- [Article]:
--- Begin ---

Comment Re:Capatalism (Score 3, Informative) 124

There is no 'sharing' in Capatalism and no sense of 'common good', so you're always going to end up with a few players at the top.

That's the pre-Enlightenment view of economics. In fact, the reason the Wealth of Nations was such a breakthrough is because it recognized that individually selfish actions in a free market promote the "common good".

And it's the best way of promoting the "common good" that we know, because if you try to replace the free market with politics and government, you end up with not a few players at the top (where "few" in reality means tens of thousands or even millions, depending on how you count), you end up with one player, namely the government. And that one player is run by people who are just as selfish, power-hungry, and greedy as the CEOs of major companies. But unlike those CEOs, they are not constrained by market forces, and they can use violence against anyone with impunity.

Yes, free markets suck, but they suck a lot less than all the known alternatives.

Comment Re:Welcome to Capitalism (Score 2) 124

Capitalism fails for the same reason

What you seem to be saying is that capitalism is worse than optimal allocation of resources, and you are right. It is. In fact, it is much worse.

it involves stupid ass human beings who evolved from lower animals who's minds are not evolved for market society at all.

And people don't magically stop being "stupid ass human beings" when they enter politics; to the contrary, politicians and government economists are power hungry and greedy, and voters are ignorant without actually having to face the consequences of their ignorance. The result is even worse than capitalism and free markets: in free markets, at least if you screw up, you have to deal with the consequences; in a government run economy, you can screw up again and again and have others pay for your stupidity--nothing forces you to ever learn.

Capitalism and free markets aren't the best possible economic system, but they are the best known economic system for "stupid ass human beings".

Comment who is this "we"? (Score 2) 386

If the question is "should Western governments spend massive amounts of money to put solar panels in the Sahara desert", the answer is "no".

When it becomes economically feasible to do so (taking into account political risks and transportation costs), investors will start doing so.

The only reason for Western governments to do this is because Western militaries could (and would) implicitly subsidize the necessary security arrangements. "Subsidize" here means that once our government had built massive solar farms there and we were energy depend on it, our military would do and spend whatever it takes to defend them.

Comment Re:Any decent wifi webcams not forcing a could sys (Score 1) 124

There are plenty of self-contained IP cameras, including D-Link.

There are also dozens of apps for iOS and Android that turn phones and music players into IP cameras.

And if you want something cheap and completely under your control, you can set up IP cameras from a Raspberry Pi and a camera module. That's the cheapest and most flexible option.

Comment Re:Welcome to Capitalism (Score 1) 124

In a dog-eat-dog world, you end up with one very fat dog.

You're apparently thinking of industry consolidation as a bad thing, forced by big guys upon little guys in order to monopolize the market and increase profits. But that's not at all what happens. Instead, as industries mature, innovation decreases and profits decrease as well. The people running smaller companies simply have little incentive to stay in the game, so they sell to big companies.

--- End ---

- [Source data]:

--- Begin ---

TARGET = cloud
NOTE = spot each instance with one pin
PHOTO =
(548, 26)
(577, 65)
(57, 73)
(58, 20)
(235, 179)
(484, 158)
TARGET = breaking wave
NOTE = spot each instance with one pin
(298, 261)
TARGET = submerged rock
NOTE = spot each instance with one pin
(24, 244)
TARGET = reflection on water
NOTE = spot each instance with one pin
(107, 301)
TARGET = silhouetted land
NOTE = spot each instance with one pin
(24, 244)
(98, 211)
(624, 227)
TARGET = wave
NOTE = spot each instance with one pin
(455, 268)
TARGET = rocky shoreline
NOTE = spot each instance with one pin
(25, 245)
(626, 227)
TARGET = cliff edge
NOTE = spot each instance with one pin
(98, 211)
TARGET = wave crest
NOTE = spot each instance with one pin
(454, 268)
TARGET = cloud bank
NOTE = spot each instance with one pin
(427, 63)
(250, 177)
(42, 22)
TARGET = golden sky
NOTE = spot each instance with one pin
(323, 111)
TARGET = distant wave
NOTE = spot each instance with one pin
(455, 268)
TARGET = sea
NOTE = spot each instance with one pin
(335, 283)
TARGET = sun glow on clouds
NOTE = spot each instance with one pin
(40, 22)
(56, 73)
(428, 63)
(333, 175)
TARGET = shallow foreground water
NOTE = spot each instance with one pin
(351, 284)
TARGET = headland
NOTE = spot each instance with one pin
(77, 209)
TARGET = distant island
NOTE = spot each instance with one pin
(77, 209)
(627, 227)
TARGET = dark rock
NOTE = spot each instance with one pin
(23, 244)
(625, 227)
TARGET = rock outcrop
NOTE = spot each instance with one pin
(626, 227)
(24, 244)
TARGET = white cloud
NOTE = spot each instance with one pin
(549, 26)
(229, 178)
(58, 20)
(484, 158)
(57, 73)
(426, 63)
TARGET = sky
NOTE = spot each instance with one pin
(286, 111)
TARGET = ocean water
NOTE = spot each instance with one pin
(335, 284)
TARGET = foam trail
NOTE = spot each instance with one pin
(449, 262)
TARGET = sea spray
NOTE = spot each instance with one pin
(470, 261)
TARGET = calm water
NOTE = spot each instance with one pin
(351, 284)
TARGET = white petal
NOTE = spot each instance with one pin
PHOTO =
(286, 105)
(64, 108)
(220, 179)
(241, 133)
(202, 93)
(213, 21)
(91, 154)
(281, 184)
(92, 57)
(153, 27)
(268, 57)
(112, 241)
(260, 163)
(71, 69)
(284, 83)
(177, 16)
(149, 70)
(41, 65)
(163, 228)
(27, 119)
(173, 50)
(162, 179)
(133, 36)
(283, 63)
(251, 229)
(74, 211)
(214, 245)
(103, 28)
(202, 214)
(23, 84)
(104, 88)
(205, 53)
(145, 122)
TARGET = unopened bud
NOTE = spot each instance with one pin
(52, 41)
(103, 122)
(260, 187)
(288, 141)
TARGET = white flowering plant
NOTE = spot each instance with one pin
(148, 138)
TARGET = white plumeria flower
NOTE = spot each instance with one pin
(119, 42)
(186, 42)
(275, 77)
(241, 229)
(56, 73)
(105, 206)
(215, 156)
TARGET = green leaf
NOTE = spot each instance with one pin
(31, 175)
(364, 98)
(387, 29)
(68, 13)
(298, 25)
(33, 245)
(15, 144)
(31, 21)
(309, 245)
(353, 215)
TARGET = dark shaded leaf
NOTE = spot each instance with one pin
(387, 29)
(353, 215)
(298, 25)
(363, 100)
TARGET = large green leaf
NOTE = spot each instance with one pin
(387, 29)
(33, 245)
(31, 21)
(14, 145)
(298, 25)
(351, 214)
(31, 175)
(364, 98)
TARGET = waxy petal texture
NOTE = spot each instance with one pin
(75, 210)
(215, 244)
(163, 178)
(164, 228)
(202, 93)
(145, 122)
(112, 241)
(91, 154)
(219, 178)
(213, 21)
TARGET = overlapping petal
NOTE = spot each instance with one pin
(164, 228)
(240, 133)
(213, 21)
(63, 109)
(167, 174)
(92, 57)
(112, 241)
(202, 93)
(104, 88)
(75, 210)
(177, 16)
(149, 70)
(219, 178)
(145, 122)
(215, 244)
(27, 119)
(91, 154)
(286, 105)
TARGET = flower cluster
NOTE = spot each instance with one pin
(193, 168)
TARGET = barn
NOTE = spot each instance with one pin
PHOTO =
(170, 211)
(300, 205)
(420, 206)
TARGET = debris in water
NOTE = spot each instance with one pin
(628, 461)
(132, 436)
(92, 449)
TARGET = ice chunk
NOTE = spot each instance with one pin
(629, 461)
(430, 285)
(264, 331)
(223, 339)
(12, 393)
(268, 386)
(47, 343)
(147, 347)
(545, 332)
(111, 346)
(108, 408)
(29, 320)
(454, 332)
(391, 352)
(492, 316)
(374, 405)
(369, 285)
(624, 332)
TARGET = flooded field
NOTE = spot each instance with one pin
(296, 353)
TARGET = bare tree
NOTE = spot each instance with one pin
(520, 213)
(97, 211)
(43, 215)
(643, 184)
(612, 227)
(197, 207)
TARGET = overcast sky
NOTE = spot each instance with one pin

--- End ---

- [Problems to solve]:
**A)** In the comment thread above, list the heading of each comment together with the score shown beside it.
**B)** Collect every line of the entries that contains the word "white".

- [Full answers]:
**A)**
- Re:Capatalism: Score 3, Informative
- Re:Welcome to Capitalism: Score 2
- who is this "we"?: Score 2
- Re:Any decent wifi webcams not forcing a could sys: Score 1
- Re:Welcome to Capitalism: Score 1

**B)**
TARGET = white cloud
TARGET = white petal
TARGET = white flowering plant
TARGET = white plumeria flower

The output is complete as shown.